## [RECORD SET]
________

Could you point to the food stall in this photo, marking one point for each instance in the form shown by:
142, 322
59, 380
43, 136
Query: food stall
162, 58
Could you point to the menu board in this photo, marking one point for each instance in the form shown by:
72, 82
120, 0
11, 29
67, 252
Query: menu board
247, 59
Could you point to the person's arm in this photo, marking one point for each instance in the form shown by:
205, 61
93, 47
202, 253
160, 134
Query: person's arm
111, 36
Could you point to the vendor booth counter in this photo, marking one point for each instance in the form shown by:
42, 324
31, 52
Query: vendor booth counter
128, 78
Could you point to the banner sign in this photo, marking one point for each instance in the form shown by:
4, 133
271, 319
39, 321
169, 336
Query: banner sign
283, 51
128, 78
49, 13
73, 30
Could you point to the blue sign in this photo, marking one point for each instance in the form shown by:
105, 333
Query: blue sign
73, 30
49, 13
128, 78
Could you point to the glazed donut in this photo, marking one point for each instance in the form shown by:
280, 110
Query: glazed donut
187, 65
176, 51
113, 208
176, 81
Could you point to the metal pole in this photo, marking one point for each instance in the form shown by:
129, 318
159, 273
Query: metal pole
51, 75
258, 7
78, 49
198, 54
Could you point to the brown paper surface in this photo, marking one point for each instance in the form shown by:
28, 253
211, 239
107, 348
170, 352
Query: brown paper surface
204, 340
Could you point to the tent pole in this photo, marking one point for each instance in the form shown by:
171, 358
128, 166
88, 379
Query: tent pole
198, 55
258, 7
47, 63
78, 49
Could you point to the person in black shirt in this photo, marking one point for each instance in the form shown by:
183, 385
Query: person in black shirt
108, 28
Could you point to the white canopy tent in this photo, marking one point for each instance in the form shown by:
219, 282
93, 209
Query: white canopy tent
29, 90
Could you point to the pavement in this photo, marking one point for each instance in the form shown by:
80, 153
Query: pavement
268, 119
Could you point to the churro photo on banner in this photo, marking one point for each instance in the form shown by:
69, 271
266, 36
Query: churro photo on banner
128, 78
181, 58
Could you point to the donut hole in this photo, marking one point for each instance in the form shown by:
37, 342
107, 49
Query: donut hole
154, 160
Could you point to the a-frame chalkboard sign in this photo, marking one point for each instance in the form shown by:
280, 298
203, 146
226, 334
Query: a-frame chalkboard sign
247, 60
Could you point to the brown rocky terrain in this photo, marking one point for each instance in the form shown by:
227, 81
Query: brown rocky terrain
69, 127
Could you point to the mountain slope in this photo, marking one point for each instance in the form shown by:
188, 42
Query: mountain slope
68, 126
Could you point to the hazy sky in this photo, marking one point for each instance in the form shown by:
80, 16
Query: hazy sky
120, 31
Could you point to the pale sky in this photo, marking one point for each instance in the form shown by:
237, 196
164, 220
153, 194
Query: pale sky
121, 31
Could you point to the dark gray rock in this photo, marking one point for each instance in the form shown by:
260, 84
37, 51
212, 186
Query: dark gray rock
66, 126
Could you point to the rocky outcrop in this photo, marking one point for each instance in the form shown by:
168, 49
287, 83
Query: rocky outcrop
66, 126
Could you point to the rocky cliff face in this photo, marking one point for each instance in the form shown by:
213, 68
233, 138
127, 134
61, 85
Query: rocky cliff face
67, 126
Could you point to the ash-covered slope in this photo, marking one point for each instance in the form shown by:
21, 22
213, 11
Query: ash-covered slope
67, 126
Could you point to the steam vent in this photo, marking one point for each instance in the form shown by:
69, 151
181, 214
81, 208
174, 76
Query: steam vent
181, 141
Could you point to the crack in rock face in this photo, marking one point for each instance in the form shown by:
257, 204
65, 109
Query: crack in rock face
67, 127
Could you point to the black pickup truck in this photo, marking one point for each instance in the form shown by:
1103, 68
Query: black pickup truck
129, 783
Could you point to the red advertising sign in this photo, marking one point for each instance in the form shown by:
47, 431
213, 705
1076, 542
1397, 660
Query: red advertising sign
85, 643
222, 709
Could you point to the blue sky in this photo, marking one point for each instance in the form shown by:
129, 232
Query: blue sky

________

## [ABOUT THIS TASK]
A verbatim copy of the listing is needed.

## [RESPONSE BELOW]
Could you point to the food stall in this photo, marking one point for each instance in the form shown by:
142, 322
59, 380
43, 136
Query: food stall
162, 58
Could you point to the menu board in this photo, marking one point for each instance in the form shown by:
72, 82
120, 0
11, 29
67, 252
Query: menu board
247, 59
Could you point to the person's arm in this photo, marking one point for each instance in the form shown by:
205, 61
93, 47
202, 253
160, 134
Query: person's arm
111, 36
Could you point to the vendor booth counter in this photo, marking one point for each instance in the form shown by:
42, 324
31, 52
Query: vendor booth counter
128, 78
Could you point to the banner sign in this photo, marking one point for each instance in the form shown by:
4, 133
271, 319
39, 321
169, 336
Query: banner sign
283, 51
128, 78
49, 13
73, 30
Could you point to the blue sign in this photo, marking one point for each instance in the form shown by:
105, 333
Query: blue sign
73, 30
49, 13
128, 78
Could you point to the glazed donut in this photo, marking one point for each instance in the form shown by:
280, 110
Query: glazed donut
187, 65
176, 51
113, 208
176, 81
Could you point to the metal pole in this photo, marking one point for each instance in the form shown by:
129, 318
159, 273
Query: metal pole
51, 75
258, 7
78, 49
198, 54
Could you point to the brown paper surface in this photo, marking one point for each instance in the form shown by:
28, 253
211, 239
107, 348
170, 352
Query: brown paper surface
204, 340
Could you point to the tent pole in this photo, marking one point for each instance in the form shown by:
171, 358
128, 166
88, 379
Query: tent pole
198, 55
258, 7
47, 63
78, 49
Could you point to the person in black shirt in this photo, marking one point for each instance in the form shown by:
183, 385
Query: person in black shirt
108, 28
Could you point to the white canopy tent in this photo, marking one point for each instance in the form shown by:
219, 282
93, 209
Query: white canopy tent
29, 90
Could you point to the pavement in this photo, marking one point for each instance in the form shown by:
80, 153
Query: pavement
268, 119
Could you point to the churro photo on banner in this photo, marking one point for each instance in the form shown by:
69, 271
266, 36
Query: churro photo on banner
128, 78
181, 58
Could you point to the donut hole in this photo, marking one point for each instance in the form shown by:
37, 342
107, 49
Query: donut hole
154, 160
Could you point to the a-frame chalkboard sign in this photo, marking one point for each instance in the form shown by:
280, 298
203, 146
226, 334
Query: a-frame chalkboard sign
247, 60
Could you point to the brown rocky terrain in this photo, marking one point for each instance in the form shown by:
227, 81
Query: brown rocky terrain
69, 127
Could you point to the mountain slope in this photo, marking one point for each instance in the form shown by:
188, 42
Query: mountain slope
68, 126
Could you point to the hazy sky in this photo, marking one point for each instance in the form shown by:
80, 16
Query: hazy sky
120, 31
Could you point to the pale sky in this photo, marking one point for each instance in the form shown by:
237, 196
164, 220
153, 194
Query: pale sky
121, 31
Could you point to the dark gray rock in this photo, marking one point for each instance in the form shown by:
260, 84
37, 51
212, 186
Query: dark gray rock
66, 126
Could you point to the rocky outcrop in this photo, marking one point for each instance in the form shown by:
168, 49
287, 83
Query: rocky outcrop
66, 126
Could you point to the rocky cliff face in this photo, marking one point for each instance in the form shown by:
213, 68
233, 138
127, 134
61, 85
Query: rocky cliff face
67, 126
Could you point to the ash-covered slope in this photo, marking one point for each instance in the form shown by:
21, 22
213, 11
Query: ash-covered slope
67, 126
Could you point to the steam vent in this photo, marking one point for each instance in the form shown by:
69, 151
181, 214
81, 208
174, 76
Query: steam vent
181, 141
Could you point to the crack in rock face in this photo, marking one point for each instance in the form shown by:
257, 204
65, 109
Query: crack in rock face
67, 127
Could you point to the black pickup truck in this photo, marking one point for each instance in the form shown by:
1103, 68
Query: black pickup truck
129, 783
Could you point to the red advertising sign in this photo, marking one point for each instance in the form shown by:
47, 431
213, 705
1076, 542
1397, 660
Query: red advertising sign
85, 643
222, 709
Could you point to the blue sky in this photo, marking one point for each instance in the form shown by:
129, 232
Query: blue sky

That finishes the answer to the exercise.